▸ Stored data
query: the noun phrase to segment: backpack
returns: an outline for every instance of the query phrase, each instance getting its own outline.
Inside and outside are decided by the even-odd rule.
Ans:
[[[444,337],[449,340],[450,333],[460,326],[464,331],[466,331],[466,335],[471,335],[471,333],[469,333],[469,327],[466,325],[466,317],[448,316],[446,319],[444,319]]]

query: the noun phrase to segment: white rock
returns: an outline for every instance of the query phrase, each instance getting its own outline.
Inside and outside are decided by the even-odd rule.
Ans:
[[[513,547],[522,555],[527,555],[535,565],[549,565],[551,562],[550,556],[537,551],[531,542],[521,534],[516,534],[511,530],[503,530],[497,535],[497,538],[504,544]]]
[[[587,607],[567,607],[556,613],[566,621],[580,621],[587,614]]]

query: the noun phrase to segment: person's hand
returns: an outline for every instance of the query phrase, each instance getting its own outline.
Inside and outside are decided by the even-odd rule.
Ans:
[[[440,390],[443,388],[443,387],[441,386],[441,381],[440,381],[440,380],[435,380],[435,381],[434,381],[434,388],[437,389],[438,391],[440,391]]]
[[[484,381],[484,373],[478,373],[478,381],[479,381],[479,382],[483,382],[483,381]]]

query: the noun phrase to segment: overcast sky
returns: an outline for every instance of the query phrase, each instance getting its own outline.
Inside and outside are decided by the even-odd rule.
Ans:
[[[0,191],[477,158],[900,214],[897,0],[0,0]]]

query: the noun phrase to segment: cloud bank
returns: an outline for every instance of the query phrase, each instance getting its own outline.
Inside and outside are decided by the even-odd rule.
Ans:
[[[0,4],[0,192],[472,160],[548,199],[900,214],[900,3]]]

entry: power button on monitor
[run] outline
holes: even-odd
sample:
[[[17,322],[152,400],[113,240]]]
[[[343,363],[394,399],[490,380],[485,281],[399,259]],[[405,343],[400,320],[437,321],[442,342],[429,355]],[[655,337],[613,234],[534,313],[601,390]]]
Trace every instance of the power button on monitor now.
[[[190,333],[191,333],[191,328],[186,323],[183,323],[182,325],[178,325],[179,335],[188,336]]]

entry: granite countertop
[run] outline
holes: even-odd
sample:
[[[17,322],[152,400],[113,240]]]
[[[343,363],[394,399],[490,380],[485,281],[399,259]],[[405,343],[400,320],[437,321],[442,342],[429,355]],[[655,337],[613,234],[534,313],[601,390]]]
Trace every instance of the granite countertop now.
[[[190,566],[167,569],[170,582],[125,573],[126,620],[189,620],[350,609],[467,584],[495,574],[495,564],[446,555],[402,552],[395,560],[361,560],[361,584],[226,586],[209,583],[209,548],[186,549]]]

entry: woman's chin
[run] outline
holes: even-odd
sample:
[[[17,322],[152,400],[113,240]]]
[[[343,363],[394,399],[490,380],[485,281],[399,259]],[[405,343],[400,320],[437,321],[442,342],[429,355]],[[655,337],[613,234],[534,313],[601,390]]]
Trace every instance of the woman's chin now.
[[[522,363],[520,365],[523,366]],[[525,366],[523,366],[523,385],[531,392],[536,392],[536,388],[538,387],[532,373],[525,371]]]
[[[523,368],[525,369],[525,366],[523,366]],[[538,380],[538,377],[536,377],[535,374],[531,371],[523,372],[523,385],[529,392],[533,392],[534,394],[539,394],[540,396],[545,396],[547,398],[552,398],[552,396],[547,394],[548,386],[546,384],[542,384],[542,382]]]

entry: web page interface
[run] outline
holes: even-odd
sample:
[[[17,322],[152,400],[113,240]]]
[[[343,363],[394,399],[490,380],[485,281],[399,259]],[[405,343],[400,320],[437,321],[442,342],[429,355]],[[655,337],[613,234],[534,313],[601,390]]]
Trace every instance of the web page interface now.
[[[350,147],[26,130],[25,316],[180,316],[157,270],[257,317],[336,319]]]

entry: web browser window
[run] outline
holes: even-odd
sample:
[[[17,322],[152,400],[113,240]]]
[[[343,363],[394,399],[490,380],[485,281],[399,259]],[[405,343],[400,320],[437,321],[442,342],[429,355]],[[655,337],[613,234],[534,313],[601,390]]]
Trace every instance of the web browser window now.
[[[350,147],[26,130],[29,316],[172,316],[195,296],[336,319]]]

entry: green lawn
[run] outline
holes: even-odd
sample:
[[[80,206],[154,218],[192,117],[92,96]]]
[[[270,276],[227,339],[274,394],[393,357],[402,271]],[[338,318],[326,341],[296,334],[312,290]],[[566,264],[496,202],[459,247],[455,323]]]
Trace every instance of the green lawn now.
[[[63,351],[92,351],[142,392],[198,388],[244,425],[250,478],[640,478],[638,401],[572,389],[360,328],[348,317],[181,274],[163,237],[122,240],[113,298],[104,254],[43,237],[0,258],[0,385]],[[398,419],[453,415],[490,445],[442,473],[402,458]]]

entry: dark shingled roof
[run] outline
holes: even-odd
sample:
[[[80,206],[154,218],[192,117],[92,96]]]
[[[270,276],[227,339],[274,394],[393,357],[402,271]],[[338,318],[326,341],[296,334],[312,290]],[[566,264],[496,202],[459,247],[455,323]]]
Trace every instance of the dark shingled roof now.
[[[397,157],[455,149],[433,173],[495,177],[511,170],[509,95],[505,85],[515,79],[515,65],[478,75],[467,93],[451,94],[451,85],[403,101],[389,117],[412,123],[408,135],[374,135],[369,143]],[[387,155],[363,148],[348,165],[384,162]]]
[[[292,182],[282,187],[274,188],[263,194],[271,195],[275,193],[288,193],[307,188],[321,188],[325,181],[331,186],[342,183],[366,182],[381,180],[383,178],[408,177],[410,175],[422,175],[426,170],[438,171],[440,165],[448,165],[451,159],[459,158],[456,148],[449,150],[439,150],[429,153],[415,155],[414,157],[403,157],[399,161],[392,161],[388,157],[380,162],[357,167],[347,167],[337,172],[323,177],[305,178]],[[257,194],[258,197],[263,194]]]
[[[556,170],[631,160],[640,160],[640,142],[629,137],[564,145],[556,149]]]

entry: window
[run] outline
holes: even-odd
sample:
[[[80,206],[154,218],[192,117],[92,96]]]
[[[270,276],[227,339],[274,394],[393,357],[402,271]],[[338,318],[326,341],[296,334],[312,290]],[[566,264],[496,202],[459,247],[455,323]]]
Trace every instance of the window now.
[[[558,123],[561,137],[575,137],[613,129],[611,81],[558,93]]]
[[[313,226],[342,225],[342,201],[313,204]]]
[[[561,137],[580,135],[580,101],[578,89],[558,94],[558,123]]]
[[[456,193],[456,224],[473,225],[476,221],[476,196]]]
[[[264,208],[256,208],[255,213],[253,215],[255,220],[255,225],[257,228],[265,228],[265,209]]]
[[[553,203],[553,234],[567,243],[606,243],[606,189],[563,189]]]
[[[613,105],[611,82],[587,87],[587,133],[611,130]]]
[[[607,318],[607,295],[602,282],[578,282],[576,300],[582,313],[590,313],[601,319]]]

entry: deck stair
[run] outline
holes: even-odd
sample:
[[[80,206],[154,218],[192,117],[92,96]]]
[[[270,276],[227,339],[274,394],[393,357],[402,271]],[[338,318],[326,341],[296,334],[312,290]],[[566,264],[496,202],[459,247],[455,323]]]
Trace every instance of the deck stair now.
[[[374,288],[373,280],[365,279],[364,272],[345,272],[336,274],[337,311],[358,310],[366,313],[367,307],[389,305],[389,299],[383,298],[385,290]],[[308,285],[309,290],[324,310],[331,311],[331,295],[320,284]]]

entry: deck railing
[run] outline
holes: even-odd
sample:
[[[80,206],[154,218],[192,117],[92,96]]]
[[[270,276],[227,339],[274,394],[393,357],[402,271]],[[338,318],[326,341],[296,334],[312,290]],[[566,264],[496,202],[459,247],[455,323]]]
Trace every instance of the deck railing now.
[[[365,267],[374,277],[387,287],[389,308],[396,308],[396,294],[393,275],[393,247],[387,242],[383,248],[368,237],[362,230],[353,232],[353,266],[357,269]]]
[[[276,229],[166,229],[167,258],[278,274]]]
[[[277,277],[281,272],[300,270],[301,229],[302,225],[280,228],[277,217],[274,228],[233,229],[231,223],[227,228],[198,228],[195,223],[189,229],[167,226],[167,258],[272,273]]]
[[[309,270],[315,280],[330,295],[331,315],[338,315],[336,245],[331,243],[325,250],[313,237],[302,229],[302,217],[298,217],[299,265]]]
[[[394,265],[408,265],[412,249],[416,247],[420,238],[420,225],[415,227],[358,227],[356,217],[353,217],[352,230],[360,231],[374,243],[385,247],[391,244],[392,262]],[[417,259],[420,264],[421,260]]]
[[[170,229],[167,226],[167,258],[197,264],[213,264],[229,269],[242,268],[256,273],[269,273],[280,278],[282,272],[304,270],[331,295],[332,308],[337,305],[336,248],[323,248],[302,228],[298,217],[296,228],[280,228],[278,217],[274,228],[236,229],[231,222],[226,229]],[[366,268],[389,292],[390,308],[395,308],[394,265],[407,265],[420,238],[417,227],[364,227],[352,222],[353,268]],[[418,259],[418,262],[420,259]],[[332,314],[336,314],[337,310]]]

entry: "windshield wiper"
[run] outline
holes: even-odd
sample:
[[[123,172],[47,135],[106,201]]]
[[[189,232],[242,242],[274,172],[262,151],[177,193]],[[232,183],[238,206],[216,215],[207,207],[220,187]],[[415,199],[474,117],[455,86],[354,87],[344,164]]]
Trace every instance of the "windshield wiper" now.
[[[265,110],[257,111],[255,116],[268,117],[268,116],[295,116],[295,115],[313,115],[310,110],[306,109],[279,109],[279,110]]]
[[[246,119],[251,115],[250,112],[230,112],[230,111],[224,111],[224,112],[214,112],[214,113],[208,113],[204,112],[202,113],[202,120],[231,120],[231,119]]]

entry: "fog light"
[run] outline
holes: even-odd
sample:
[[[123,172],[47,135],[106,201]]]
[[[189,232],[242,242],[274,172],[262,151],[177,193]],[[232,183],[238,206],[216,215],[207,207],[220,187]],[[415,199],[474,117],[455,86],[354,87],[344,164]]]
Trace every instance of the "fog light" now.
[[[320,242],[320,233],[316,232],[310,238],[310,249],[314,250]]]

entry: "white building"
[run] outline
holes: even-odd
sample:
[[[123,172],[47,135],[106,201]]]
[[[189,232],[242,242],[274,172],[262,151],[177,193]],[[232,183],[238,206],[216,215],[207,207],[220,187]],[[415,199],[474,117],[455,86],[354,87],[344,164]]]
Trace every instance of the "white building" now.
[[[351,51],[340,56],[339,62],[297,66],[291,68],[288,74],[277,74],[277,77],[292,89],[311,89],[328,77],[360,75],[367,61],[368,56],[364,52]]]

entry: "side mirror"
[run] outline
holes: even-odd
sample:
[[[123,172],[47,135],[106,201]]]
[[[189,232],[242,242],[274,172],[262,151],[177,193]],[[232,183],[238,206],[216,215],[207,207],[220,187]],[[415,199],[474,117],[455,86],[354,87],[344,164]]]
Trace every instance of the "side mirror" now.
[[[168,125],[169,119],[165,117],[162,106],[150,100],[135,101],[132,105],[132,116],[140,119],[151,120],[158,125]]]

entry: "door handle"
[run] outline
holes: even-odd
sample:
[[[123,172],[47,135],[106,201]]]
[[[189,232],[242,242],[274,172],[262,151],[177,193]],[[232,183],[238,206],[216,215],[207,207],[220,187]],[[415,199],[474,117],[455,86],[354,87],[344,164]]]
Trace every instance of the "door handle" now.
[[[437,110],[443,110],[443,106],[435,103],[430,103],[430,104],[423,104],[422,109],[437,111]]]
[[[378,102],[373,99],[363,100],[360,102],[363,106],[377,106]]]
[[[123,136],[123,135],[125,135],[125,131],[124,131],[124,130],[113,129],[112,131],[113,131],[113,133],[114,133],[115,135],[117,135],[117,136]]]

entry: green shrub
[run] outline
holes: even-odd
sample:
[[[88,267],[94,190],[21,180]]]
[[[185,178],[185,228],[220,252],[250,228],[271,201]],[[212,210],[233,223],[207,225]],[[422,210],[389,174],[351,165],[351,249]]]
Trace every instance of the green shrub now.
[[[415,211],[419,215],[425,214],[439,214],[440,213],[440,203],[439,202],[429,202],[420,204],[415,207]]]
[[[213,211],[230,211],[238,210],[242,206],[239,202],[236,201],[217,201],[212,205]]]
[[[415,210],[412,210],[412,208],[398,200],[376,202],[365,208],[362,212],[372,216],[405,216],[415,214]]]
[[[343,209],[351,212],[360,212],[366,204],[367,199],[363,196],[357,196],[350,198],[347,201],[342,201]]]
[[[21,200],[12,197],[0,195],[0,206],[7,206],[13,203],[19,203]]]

▸ Assignment
In the entries above, find each line with "segment" and list it.

▸ Written solution
query: the noun phrase to segment: backpack
query: the noun phrase to segment: white rock
query: the noun phrase to segment: person's hand
query: the noun phrase to segment: overcast sky
query: the noun phrase to segment: cloud bank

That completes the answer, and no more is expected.